**REQUIRED ACTION**
Tally up the lines below that carry the word "dark", answering with the figure alone.

**STUDY MATERIAL**
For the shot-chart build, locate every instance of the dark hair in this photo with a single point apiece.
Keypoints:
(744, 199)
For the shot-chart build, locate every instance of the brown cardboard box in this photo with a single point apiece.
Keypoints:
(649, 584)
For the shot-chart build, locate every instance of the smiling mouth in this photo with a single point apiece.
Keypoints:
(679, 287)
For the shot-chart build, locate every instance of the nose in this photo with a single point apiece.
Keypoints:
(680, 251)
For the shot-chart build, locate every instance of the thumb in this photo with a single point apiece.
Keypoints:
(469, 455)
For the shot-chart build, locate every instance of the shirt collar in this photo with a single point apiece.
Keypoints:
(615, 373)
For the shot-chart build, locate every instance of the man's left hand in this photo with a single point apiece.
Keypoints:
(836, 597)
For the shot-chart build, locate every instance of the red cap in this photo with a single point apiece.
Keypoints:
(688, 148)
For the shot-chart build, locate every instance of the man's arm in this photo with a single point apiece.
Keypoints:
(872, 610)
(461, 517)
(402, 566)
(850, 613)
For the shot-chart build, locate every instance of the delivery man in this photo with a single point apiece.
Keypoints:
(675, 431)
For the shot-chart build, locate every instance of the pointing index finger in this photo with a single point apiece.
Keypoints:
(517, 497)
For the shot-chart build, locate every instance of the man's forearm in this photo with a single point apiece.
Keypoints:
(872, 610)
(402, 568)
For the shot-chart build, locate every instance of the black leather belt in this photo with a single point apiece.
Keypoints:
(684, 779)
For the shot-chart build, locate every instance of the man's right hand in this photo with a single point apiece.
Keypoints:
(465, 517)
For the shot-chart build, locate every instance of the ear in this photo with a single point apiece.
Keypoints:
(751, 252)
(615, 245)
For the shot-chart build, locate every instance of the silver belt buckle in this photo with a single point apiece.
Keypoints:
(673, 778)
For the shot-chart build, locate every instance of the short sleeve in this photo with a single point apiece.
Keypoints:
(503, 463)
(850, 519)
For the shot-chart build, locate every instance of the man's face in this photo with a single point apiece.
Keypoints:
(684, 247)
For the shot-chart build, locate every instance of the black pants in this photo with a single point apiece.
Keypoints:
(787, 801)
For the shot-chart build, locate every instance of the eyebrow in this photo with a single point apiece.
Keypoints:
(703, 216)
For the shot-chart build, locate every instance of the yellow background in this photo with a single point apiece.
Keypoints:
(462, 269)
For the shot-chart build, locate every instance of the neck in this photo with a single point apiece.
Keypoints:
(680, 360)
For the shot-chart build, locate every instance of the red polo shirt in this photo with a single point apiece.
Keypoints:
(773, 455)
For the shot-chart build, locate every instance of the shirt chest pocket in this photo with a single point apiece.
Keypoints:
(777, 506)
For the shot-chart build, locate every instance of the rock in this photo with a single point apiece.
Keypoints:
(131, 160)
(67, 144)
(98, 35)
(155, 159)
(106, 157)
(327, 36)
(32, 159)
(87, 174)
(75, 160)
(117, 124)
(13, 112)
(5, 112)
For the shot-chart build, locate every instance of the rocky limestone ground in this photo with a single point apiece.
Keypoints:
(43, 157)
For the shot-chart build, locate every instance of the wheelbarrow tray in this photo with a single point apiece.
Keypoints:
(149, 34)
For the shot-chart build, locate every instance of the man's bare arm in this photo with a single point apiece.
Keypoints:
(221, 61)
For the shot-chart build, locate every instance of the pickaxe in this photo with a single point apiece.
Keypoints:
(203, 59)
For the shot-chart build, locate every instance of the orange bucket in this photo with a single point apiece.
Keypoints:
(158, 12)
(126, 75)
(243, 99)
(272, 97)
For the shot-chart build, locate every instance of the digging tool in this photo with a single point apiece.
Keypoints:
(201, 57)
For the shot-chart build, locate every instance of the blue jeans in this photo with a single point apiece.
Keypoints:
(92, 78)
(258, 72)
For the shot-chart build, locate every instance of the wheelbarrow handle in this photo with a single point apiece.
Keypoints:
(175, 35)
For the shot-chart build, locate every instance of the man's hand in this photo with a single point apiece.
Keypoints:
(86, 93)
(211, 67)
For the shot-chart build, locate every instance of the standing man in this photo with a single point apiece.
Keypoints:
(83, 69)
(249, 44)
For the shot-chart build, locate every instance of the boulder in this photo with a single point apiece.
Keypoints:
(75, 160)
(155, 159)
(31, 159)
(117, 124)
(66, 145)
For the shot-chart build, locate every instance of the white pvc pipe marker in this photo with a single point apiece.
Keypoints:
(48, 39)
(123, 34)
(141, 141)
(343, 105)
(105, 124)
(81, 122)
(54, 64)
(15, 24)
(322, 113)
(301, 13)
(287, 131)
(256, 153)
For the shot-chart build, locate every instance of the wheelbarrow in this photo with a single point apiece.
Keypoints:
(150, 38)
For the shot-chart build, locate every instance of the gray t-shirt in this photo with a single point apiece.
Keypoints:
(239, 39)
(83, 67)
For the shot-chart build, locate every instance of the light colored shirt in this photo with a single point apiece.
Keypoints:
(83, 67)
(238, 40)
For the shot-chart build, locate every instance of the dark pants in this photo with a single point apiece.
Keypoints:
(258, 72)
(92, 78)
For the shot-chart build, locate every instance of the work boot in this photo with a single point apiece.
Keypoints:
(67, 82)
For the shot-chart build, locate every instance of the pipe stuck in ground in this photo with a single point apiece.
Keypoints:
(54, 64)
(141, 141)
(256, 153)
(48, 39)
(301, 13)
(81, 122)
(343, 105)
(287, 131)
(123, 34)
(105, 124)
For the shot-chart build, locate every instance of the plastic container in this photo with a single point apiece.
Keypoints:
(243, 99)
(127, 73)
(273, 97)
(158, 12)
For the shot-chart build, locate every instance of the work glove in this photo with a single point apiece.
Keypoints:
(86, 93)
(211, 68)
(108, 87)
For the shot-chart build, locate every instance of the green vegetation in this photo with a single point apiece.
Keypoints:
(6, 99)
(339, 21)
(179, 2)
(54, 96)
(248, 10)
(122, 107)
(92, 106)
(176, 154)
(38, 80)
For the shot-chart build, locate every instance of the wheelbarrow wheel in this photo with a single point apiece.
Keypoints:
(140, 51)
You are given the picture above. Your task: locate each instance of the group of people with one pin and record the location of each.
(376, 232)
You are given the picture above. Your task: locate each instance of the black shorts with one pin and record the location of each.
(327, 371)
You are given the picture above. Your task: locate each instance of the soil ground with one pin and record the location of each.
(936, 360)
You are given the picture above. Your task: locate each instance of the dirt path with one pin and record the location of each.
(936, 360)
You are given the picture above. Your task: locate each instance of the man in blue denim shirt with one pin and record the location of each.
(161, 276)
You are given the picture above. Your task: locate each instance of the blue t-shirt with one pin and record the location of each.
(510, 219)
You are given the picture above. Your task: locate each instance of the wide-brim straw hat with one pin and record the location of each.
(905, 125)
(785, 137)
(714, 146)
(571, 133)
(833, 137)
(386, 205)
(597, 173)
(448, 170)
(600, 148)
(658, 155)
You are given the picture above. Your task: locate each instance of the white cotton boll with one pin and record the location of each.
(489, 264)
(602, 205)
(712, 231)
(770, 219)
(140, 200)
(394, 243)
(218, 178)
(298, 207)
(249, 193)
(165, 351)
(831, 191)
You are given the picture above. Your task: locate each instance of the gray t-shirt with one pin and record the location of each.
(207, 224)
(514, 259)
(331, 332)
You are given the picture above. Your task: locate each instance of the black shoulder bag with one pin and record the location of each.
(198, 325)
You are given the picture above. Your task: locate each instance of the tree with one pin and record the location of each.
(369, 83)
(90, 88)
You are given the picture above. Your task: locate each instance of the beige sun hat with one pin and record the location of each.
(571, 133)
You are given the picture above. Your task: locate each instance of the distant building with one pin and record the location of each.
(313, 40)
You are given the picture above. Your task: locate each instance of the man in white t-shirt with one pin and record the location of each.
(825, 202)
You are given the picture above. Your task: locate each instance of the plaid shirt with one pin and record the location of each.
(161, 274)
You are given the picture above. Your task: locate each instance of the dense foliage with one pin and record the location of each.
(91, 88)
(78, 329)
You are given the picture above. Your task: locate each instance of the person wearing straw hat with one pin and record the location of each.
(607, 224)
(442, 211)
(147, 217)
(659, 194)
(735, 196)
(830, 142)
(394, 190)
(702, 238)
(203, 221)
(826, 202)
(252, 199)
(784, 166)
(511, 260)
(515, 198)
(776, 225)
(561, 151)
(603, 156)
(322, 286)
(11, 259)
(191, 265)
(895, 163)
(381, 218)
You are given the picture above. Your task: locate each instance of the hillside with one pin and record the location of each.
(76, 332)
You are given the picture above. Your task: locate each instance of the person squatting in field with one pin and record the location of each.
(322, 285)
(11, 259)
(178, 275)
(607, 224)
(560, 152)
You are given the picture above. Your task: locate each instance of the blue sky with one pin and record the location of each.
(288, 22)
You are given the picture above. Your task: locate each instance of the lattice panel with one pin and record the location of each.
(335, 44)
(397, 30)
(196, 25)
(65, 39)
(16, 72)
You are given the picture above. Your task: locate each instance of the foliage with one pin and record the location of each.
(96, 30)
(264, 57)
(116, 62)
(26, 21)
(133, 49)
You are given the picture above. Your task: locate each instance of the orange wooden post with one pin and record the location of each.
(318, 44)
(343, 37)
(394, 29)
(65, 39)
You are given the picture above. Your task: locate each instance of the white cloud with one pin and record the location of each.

**FINISHED EXERCISE**
2